Material provided:

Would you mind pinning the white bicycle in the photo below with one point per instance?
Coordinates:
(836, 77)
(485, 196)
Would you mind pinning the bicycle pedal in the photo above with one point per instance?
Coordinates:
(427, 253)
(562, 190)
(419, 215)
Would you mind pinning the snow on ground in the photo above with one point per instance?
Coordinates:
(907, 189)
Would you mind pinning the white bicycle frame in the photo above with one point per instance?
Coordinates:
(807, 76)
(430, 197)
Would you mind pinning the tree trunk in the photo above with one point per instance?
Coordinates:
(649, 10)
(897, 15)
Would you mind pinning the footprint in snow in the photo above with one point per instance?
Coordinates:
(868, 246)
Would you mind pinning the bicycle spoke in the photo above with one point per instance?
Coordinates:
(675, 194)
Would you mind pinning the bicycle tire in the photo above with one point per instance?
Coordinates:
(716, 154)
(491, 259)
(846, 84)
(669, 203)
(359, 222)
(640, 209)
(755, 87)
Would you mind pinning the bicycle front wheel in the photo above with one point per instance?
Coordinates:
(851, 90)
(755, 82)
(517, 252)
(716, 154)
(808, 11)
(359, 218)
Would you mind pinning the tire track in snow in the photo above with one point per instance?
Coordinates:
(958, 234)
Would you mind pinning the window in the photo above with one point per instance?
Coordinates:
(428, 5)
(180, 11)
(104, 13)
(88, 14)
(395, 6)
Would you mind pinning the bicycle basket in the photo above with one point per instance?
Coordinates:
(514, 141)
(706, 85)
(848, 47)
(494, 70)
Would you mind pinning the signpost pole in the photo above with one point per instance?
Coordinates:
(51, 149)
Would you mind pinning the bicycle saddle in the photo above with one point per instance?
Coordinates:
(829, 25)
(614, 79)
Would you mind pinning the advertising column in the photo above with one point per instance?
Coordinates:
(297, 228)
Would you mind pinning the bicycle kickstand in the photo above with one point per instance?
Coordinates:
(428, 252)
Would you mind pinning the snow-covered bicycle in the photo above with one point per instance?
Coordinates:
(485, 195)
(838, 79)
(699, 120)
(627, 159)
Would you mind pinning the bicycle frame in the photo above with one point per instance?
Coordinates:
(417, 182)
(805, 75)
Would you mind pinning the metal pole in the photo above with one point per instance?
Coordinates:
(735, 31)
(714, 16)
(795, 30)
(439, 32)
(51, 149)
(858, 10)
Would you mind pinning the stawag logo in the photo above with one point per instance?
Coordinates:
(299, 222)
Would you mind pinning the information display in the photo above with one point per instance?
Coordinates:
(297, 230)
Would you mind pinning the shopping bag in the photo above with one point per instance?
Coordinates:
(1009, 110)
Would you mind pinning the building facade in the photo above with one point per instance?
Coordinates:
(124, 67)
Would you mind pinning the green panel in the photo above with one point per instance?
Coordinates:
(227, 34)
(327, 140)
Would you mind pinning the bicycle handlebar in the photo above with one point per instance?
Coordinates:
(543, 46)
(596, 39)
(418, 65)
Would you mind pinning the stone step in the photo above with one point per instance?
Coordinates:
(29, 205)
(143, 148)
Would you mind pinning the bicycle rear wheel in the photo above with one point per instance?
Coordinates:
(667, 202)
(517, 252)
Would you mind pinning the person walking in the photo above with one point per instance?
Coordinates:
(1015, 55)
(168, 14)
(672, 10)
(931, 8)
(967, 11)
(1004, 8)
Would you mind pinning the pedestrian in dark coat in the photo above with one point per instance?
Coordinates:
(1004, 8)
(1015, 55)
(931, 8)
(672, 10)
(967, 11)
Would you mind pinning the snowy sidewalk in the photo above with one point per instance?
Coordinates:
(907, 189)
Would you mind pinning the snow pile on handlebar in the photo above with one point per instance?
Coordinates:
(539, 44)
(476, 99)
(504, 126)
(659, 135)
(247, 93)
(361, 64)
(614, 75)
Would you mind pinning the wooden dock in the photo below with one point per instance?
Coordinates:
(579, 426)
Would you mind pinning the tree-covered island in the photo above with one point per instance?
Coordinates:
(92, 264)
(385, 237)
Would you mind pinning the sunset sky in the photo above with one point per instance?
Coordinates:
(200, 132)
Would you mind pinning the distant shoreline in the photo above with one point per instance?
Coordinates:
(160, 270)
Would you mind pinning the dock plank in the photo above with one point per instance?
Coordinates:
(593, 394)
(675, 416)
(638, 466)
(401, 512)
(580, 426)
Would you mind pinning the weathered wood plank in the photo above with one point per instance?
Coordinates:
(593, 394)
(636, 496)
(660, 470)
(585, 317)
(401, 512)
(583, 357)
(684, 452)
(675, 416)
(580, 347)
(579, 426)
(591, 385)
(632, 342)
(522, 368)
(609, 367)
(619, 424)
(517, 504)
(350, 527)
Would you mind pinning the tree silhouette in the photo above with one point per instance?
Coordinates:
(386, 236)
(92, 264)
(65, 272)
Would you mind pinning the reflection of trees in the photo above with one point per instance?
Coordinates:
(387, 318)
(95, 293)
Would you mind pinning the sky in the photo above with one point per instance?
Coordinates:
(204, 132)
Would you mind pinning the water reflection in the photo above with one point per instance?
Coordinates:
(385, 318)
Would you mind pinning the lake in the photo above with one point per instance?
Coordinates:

What is being asked:
Scan the listing for the string "reflection", then copy every line where it appears.

Result of the task:
Would you mind pinning the reflection of trees in the photo above with one point per instance?
Would you mind pinning the water reflection in the photo above with one point per instance?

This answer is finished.